Do this: Repeat precisely, and only, the lines between the line containing "In this exercise you will annotate each instance of the dirt" and the end of the listing below, both ends included.

Dataset excerpts on object pointing:
+ + +
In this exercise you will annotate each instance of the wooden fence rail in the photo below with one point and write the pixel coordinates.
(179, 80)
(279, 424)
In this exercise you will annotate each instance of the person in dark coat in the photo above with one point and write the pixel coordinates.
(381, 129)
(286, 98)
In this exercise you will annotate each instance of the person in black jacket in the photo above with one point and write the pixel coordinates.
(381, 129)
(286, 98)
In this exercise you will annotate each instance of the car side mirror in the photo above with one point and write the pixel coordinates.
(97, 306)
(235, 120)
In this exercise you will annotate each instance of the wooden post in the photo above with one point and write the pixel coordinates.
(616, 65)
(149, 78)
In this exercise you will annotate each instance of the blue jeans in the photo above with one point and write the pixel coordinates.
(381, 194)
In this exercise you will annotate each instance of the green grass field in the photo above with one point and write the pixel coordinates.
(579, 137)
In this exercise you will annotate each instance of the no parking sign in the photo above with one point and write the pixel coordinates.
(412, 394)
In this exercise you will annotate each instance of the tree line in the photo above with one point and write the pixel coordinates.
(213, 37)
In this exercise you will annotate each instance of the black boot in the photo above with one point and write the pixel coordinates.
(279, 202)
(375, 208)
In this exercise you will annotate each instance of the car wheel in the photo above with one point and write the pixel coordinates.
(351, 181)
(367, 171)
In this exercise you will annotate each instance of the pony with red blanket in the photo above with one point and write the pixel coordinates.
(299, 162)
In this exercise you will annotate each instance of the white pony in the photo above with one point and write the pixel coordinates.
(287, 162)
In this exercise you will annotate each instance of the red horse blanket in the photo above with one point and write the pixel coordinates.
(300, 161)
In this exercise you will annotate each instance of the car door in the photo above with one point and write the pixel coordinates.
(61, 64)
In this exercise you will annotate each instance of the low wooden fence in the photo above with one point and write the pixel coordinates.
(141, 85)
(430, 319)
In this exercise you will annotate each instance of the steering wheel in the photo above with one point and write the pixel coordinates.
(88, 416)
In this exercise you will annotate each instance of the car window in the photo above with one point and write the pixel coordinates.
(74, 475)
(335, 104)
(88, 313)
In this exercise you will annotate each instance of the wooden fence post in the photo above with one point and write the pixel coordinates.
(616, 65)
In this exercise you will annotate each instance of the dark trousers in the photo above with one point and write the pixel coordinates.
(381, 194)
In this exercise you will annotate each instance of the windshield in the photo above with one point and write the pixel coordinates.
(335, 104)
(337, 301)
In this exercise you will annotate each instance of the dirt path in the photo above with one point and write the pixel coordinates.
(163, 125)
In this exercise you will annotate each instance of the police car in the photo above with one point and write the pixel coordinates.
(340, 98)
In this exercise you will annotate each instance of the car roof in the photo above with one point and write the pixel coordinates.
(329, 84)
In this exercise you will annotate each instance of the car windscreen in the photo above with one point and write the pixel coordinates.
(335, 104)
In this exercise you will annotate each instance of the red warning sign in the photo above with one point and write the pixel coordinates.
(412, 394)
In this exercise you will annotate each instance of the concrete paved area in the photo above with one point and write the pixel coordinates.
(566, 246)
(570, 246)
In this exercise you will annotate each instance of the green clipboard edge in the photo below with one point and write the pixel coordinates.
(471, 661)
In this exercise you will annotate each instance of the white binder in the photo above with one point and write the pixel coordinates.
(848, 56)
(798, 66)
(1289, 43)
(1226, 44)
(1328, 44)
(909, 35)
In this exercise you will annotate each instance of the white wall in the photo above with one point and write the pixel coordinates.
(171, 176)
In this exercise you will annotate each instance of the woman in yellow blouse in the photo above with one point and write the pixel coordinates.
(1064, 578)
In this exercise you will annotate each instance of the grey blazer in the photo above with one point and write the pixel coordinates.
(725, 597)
+ + +
Correct response:
In this exercise you will annotate each instance of the dirt path in the photo above with one point and write the pixel coordinates.
(163, 125)
In this exercise you will annotate each instance of the police car in the photo above with one point and write the pixel coordinates.
(340, 98)
In this exercise you will annotate each instance of the car roof in the photo above with one point and write the pixel coordinates.
(329, 84)
In this exercise you will annotate each instance of the car windscreen in the photo above with one point and write the pixel coordinates.
(335, 104)
In this exercise you will annotate each instance of the red warning sign in the photo above with one point and write the pixel coordinates.
(412, 394)
In this exercise you will annotate each instance of the concrete paved area in the photo above with one point and write the pixel coordinates.
(566, 246)
(570, 246)
In this exercise you will annotate each instance of the green clipboard edge in the photo below with one point and write the pixel coordinates.
(471, 661)
In this exercise you will annotate each instance of the white binder in the photo above with one point and write the pixel coordinates.
(848, 56)
(798, 66)
(1289, 43)
(1226, 44)
(1328, 44)
(909, 35)
In this exercise you will annotate each instance of the white wall in the photo above with one point and write the pixel coordinates.
(171, 176)
In this exercise you will annotate each instance of the woman in yellow blouse in the photo above with one point and write the pixel coordinates.
(1064, 578)
In this exercise you will annotate each instance of the grey blazer in the photo above with one point and write the pixel coordinates.
(725, 597)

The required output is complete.